Extract all records. Keep each one exact.

- _INPUT RECORDS_:
______

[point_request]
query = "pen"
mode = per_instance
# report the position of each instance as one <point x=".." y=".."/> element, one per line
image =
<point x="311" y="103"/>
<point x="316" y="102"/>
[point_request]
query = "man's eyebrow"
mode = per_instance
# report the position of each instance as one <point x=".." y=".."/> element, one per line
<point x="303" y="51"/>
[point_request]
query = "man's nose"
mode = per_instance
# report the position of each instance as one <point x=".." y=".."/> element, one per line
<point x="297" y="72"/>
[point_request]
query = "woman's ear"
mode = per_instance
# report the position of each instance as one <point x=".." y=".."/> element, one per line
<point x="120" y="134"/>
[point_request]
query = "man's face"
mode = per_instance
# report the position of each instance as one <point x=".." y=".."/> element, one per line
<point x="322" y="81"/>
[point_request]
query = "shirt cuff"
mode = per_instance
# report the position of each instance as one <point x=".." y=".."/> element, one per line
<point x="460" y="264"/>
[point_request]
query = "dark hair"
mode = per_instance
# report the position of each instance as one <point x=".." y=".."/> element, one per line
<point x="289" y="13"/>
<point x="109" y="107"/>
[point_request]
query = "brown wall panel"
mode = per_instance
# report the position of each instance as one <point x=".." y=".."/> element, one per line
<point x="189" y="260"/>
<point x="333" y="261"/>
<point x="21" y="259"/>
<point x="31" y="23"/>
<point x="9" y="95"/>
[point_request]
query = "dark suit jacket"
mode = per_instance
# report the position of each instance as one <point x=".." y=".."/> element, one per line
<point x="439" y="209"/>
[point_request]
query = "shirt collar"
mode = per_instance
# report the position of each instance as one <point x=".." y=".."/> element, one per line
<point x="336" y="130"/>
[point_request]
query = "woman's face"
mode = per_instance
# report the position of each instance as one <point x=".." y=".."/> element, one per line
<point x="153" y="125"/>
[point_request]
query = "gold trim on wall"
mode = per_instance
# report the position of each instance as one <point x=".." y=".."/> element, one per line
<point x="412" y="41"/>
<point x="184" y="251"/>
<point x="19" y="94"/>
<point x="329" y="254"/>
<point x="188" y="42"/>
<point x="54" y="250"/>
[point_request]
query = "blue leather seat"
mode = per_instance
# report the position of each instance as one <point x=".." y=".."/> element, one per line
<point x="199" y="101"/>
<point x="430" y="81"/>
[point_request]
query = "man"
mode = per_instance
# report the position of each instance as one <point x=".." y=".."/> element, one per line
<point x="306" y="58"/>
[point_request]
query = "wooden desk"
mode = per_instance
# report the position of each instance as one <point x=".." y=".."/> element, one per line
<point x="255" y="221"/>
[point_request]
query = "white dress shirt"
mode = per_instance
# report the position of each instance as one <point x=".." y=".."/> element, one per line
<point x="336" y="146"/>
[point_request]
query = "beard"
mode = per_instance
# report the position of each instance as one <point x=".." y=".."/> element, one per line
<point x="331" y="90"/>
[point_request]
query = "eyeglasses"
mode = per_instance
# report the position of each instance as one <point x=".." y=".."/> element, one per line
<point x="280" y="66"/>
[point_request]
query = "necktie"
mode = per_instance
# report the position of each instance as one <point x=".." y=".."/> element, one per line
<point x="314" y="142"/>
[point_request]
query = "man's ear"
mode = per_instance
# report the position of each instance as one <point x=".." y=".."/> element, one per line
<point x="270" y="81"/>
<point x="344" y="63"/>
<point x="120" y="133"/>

______

- _PROBLEM SOLUTION_:
[point_request]
query = "pen"
mode = per_instance
# report the position of each instance as one <point x=".." y=".."/> element, one per line
image =
<point x="311" y="103"/>
<point x="316" y="102"/>
[point_request]
query = "man's eyebrow"
mode = per_instance
# report the position of each instance as one <point x=".." y=".."/> element, one per line
<point x="303" y="51"/>
[point_request]
query = "man's nose"
mode = per_instance
# report the position of each instance as one <point x=".." y=".."/> element, one per line
<point x="297" y="72"/>
[point_request]
query = "woman's ear"
mode = per_instance
# report the position of each instance as one <point x=".." y=".."/> element, one per line
<point x="120" y="134"/>
[point_request]
query = "man's face"
mode = per_instance
# report the position of each instance as one <point x=".." y=".."/> element, one per line
<point x="322" y="81"/>
[point_request]
query = "shirt cuff"
mode = per_instance
# report the position of each instance as one <point x=".." y=".."/> element, one per line
<point x="460" y="264"/>
[point_request]
query = "dark hair"
mode = per_instance
# report the position of each instance as one <point x=".." y=".."/> element, one per line
<point x="289" y="13"/>
<point x="109" y="107"/>
[point_request]
query = "brown wall panel"
mode = per_instance
# report the position of each instance as one <point x=".." y=".."/> element, one per line
<point x="189" y="260"/>
<point x="333" y="261"/>
<point x="21" y="259"/>
<point x="31" y="23"/>
<point x="9" y="95"/>
[point_request]
query = "dark suit jacket"
mode = per_instance
# report the position of each instance as one <point x=".." y=".."/> element, one per line
<point x="439" y="209"/>
[point_request]
query = "shirt collar"
mode = per_instance
# report the position of each instance as one <point x=".." y=".."/> element, one per line
<point x="336" y="130"/>
[point_request]
query = "woman's face"
mode = per_instance
# report the position of each instance as one <point x=".." y=".."/> element, one per line
<point x="153" y="125"/>
[point_request]
query = "gold trim on wall"
mode = per_instance
# report the position of each instance as one <point x=".." y=".."/> element, one per line
<point x="412" y="41"/>
<point x="184" y="251"/>
<point x="19" y="94"/>
<point x="329" y="254"/>
<point x="188" y="42"/>
<point x="54" y="250"/>
[point_request]
query = "blue leather seat"
mode = per_instance
# report the position of each instance as one <point x=".." y=".."/> element, one per line
<point x="199" y="101"/>
<point x="430" y="81"/>
[point_request]
query = "man"
mode = per_instance
# report the position of each instance as one <point x=".." y=".."/> element, one per line
<point x="306" y="58"/>
[point_request]
query = "wooden desk"
mode = per_instance
# report the position of each instance as one <point x=".." y=".."/> element, one per line
<point x="255" y="221"/>
[point_request]
query = "white dress shirt"
mode = per_instance
# report the position of each instance as one <point x=".." y=".."/> element, one per line
<point x="336" y="146"/>
[point_request]
query = "beard"
mode = per_instance
# report the position of each instance as one <point x=".." y=".."/> element, one per line
<point x="331" y="90"/>
[point_request]
query = "eyeglasses"
mode = per_instance
# report the position of each instance as one <point x=".." y=".."/> element, one per line
<point x="280" y="66"/>
[point_request]
query = "necktie"
mode = per_instance
# report the position of each instance as one <point x=".." y=".."/> element, one per line
<point x="314" y="142"/>
[point_request]
query = "man's ear"
mode = per_instance
# report the position of each instance as one <point x=".." y=".."/> element, one per line
<point x="270" y="81"/>
<point x="344" y="63"/>
<point x="120" y="133"/>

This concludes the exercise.